Segment Start: Given data
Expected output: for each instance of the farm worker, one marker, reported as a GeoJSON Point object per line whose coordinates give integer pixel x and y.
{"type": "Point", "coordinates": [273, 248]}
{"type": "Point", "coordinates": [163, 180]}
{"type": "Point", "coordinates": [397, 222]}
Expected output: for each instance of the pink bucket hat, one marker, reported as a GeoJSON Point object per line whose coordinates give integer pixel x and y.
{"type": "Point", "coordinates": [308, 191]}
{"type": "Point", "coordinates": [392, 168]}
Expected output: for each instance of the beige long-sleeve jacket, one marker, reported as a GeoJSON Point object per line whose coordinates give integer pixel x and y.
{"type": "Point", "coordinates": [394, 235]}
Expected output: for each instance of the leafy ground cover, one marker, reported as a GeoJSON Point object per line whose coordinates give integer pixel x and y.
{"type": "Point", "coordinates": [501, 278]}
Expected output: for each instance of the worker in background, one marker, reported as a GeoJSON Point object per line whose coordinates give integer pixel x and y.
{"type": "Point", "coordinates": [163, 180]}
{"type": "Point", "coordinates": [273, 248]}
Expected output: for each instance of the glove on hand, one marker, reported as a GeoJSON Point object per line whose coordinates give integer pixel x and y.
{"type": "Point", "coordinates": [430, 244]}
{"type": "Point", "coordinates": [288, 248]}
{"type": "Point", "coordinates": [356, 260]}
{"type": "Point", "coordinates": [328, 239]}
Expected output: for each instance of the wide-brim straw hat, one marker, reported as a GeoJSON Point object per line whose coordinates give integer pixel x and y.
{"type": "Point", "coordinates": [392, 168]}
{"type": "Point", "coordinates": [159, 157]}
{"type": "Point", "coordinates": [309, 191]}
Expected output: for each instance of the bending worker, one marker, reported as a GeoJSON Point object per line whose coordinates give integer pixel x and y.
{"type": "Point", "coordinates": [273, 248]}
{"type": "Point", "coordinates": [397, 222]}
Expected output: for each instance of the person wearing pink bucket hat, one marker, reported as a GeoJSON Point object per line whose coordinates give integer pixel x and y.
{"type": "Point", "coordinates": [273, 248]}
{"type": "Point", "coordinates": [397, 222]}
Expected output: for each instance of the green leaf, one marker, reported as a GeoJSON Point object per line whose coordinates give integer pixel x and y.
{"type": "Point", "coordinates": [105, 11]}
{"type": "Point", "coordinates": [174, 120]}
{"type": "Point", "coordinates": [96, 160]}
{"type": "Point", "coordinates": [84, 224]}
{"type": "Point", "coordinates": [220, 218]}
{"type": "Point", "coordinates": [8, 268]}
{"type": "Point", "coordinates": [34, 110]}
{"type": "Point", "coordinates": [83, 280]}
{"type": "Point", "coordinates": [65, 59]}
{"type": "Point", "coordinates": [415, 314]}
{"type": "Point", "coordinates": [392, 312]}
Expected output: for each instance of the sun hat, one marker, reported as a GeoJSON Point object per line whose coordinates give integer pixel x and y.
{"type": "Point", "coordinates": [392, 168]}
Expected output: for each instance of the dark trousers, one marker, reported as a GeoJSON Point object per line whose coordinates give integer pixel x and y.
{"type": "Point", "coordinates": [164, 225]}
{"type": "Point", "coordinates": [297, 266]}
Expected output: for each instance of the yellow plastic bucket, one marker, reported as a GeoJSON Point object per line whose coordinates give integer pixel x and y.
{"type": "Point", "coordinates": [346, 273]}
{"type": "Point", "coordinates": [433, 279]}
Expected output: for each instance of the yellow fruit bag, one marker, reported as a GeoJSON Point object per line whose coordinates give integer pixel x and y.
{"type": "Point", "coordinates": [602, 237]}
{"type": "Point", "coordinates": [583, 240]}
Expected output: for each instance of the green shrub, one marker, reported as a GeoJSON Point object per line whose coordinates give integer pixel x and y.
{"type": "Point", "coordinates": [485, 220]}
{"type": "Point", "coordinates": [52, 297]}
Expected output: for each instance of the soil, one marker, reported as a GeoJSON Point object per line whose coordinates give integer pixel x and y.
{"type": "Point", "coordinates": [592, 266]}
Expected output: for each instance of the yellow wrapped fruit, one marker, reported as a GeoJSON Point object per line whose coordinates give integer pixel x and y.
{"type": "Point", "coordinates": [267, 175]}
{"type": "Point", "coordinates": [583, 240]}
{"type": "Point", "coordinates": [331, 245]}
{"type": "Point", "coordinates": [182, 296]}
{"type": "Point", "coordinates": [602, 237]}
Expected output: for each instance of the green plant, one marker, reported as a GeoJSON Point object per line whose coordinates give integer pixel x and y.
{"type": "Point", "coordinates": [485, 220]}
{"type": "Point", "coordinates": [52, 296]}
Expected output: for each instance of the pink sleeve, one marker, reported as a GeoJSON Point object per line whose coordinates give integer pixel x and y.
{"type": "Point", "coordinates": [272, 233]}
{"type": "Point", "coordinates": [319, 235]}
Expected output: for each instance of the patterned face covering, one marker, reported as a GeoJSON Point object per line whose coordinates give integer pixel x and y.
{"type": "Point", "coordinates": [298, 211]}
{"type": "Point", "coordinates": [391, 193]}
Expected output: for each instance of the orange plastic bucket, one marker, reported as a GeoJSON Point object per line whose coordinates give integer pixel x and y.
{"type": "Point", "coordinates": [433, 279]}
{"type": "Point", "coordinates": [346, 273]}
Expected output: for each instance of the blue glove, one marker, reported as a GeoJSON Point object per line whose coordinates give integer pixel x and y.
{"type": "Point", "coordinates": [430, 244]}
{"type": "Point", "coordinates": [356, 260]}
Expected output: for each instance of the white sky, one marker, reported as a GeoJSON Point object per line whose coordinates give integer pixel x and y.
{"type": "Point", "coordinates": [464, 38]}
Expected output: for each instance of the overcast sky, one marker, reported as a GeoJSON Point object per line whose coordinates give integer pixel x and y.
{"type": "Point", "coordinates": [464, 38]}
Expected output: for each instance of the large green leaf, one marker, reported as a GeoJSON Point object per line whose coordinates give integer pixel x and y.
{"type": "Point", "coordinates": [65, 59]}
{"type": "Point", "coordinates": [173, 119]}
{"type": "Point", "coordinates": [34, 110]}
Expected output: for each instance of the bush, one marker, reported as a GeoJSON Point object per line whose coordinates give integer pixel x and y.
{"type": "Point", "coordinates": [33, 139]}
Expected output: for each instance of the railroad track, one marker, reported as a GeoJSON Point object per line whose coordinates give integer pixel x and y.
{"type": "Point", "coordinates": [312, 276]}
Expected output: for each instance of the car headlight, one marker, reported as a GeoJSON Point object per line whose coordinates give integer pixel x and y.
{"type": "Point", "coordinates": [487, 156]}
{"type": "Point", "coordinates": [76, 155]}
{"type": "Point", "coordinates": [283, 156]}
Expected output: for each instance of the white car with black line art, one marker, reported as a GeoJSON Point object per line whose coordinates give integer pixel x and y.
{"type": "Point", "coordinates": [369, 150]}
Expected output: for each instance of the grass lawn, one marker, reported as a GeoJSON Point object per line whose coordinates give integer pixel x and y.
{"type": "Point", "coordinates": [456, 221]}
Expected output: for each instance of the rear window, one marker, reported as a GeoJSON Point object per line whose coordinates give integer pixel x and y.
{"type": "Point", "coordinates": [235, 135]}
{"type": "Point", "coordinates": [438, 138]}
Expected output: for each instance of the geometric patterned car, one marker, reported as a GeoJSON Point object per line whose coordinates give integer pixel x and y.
Segment End: Given data
» **What you have to do**: Transcribe every entry, keeping each line exactly as it reads.

» **Result below**:
Expected output: for each instance of the farm worker, one marker, reported as a GeoJSON Point object per line whose coordinates give integer pixel x and y.
{"type": "Point", "coordinates": [273, 248]}
{"type": "Point", "coordinates": [163, 180]}
{"type": "Point", "coordinates": [397, 222]}
Expected output: for each instance of the pink bucket hat, one marker, reported as a GeoJSON Point object per line whose coordinates give integer pixel x and y.
{"type": "Point", "coordinates": [308, 191]}
{"type": "Point", "coordinates": [392, 168]}
Expected output: for each instance of the beige long-sleeve jacket, one marker, reported as a GeoJSON Point object per line whose coordinates give integer pixel x and y.
{"type": "Point", "coordinates": [394, 235]}
Expected output: for each instance of the leafy ground cover, one marker, reported as a GeoJSON Point object per line whose coordinates give integer pixel x and y.
{"type": "Point", "coordinates": [501, 278]}
Expected output: for each instance of the worker in background, one marker, reported as a GeoJSON Point object per line whose coordinates give integer pixel x and y.
{"type": "Point", "coordinates": [163, 180]}
{"type": "Point", "coordinates": [273, 248]}
Expected output: for each instance of the glove on hand, one marker, reported as a GeoJSON Point object per line whose coordinates give integer pixel x and y.
{"type": "Point", "coordinates": [430, 244]}
{"type": "Point", "coordinates": [288, 248]}
{"type": "Point", "coordinates": [356, 260]}
{"type": "Point", "coordinates": [328, 239]}
Expected output: for each instance of the wide-brim straw hat, one marker, reported as a GeoJSON Point object per line whose coordinates give integer pixel x and y.
{"type": "Point", "coordinates": [392, 168]}
{"type": "Point", "coordinates": [159, 157]}
{"type": "Point", "coordinates": [309, 191]}
Expected output: for each instance of the bending worker, one marker, reported as a GeoJSON Point object per line whose coordinates give integer pixel x and y.
{"type": "Point", "coordinates": [273, 248]}
{"type": "Point", "coordinates": [397, 222]}
Expected output: for each instance of the person wearing pink bucket hat, one marker, reported as a GeoJSON Point object per line whose coordinates give integer pixel x and y.
{"type": "Point", "coordinates": [273, 248]}
{"type": "Point", "coordinates": [397, 222]}
Expected output: for each instance of the green leaf, one marker, reported as a GeoJSON Point object per line whose coordinates give integer pixel x and y.
{"type": "Point", "coordinates": [105, 11]}
{"type": "Point", "coordinates": [174, 120]}
{"type": "Point", "coordinates": [96, 160]}
{"type": "Point", "coordinates": [84, 224]}
{"type": "Point", "coordinates": [220, 218]}
{"type": "Point", "coordinates": [8, 268]}
{"type": "Point", "coordinates": [34, 110]}
{"type": "Point", "coordinates": [83, 280]}
{"type": "Point", "coordinates": [65, 59]}
{"type": "Point", "coordinates": [415, 314]}
{"type": "Point", "coordinates": [392, 312]}
Expected output: for each instance of the sun hat, one marker, reported as a GeoJSON Point object per line whose coordinates give integer pixel x and y.
{"type": "Point", "coordinates": [392, 168]}
Expected output: for each instance of the dark trousers, one marker, reported as a GeoJSON Point object per line whose coordinates give integer pixel x and y.
{"type": "Point", "coordinates": [164, 225]}
{"type": "Point", "coordinates": [297, 266]}
Expected output: for each instance of the yellow plastic bucket, one marker, reported as a GeoJSON Point object per line whose coordinates give integer pixel x and y.
{"type": "Point", "coordinates": [346, 273]}
{"type": "Point", "coordinates": [433, 279]}
Expected output: for each instance of the yellow fruit bag, one marker, reported as a GeoJSON Point object per line whose coordinates give integer pixel x and y.
{"type": "Point", "coordinates": [602, 237]}
{"type": "Point", "coordinates": [583, 240]}
Expected output: for each instance of the green shrub, one marker, reported as a GeoJSON Point object per line whose coordinates give integer pixel x and y.
{"type": "Point", "coordinates": [485, 220]}
{"type": "Point", "coordinates": [52, 297]}
Expected output: for each instance of the soil, one marker, reported as a GeoJSON Point object per line whose coordinates give integer pixel x and y.
{"type": "Point", "coordinates": [592, 266]}
Expected output: for each instance of the yellow wrapped fruit, one marker, reported as a GeoJSON Point object per line whose coordinates give integer pixel x and y.
{"type": "Point", "coordinates": [267, 175]}
{"type": "Point", "coordinates": [583, 240]}
{"type": "Point", "coordinates": [331, 245]}
{"type": "Point", "coordinates": [182, 296]}
{"type": "Point", "coordinates": [602, 237]}
Expected output: for each instance of the green plant, one marker, reported as a GeoJSON Point object per line whose coordinates give integer pixel x and y.
{"type": "Point", "coordinates": [485, 220]}
{"type": "Point", "coordinates": [52, 296]}
Expected output: for each instance of the pink sleeve, one marker, reported as a GeoJSON Point object per line whose coordinates give integer pixel x and y.
{"type": "Point", "coordinates": [272, 233]}
{"type": "Point", "coordinates": [319, 235]}
Expected output: for each instance of the patterned face covering, one marker, reported as a GeoJSON Point object per line whose coordinates give integer pixel x and y.
{"type": "Point", "coordinates": [298, 211]}
{"type": "Point", "coordinates": [391, 193]}
Expected output: for each instance of the orange plastic bucket, one marker, reported as a GeoJSON Point object per line whose coordinates give integer pixel x and y.
{"type": "Point", "coordinates": [433, 279]}
{"type": "Point", "coordinates": [346, 273]}
Expected output: for each instance of the blue glove, one marker, reported as a GeoJSON Point object per line whose coordinates give integer pixel x and y.
{"type": "Point", "coordinates": [430, 244]}
{"type": "Point", "coordinates": [356, 260]}
Expected output: for each instance of the white sky, one marker, reported as a GeoJSON Point object per line whose coordinates give integer pixel x and y.
{"type": "Point", "coordinates": [464, 38]}
Expected output: for each instance of the overcast sky, one marker, reported as a GeoJSON Point object per line whose coordinates give integer pixel x and y.
{"type": "Point", "coordinates": [464, 38]}
Expected output: for each instance of the large green leaf, one marker, reported as a GeoJSON Point object per line whose coordinates give integer pixel x and y.
{"type": "Point", "coordinates": [65, 59]}
{"type": "Point", "coordinates": [173, 119]}
{"type": "Point", "coordinates": [34, 110]}
Expected output: for each instance of the bush, one marker, reported as a GeoJSON Point object per line whose coordinates give integer pixel x and y.
{"type": "Point", "coordinates": [33, 139]}
Expected output: for each instance of the railroad track, one marker, reported as a GeoJSON Point object per line whose coordinates give integer pixel x and y.
{"type": "Point", "coordinates": [312, 276]}
Expected output: for each instance of the car headlight, one marker, reported as a GeoJSON Point object per line whose coordinates give integer pixel x and y.
{"type": "Point", "coordinates": [487, 156]}
{"type": "Point", "coordinates": [76, 155]}
{"type": "Point", "coordinates": [283, 156]}
Expected output: for each instance of the white car with black line art, one marker, reported as a GeoJSON Point object per line whose coordinates give integer pixel x and y.
{"type": "Point", "coordinates": [369, 150]}
Expected output: for each instance of the grass lawn, one marker, reported as a GeoJSON Point object per line whose coordinates give integer pixel x and y.
{"type": "Point", "coordinates": [456, 221]}
Expected output: for each instance of the rear window, one marker, reported as a GeoJSON Point object per line whose coordinates give integer pixel x and y.
{"type": "Point", "coordinates": [235, 135]}
{"type": "Point", "coordinates": [438, 138]}
Expected output: for each instance of the geometric patterned car, one marker, reported as a GeoJSON Point object per line whose coordinates give integer pixel x and y.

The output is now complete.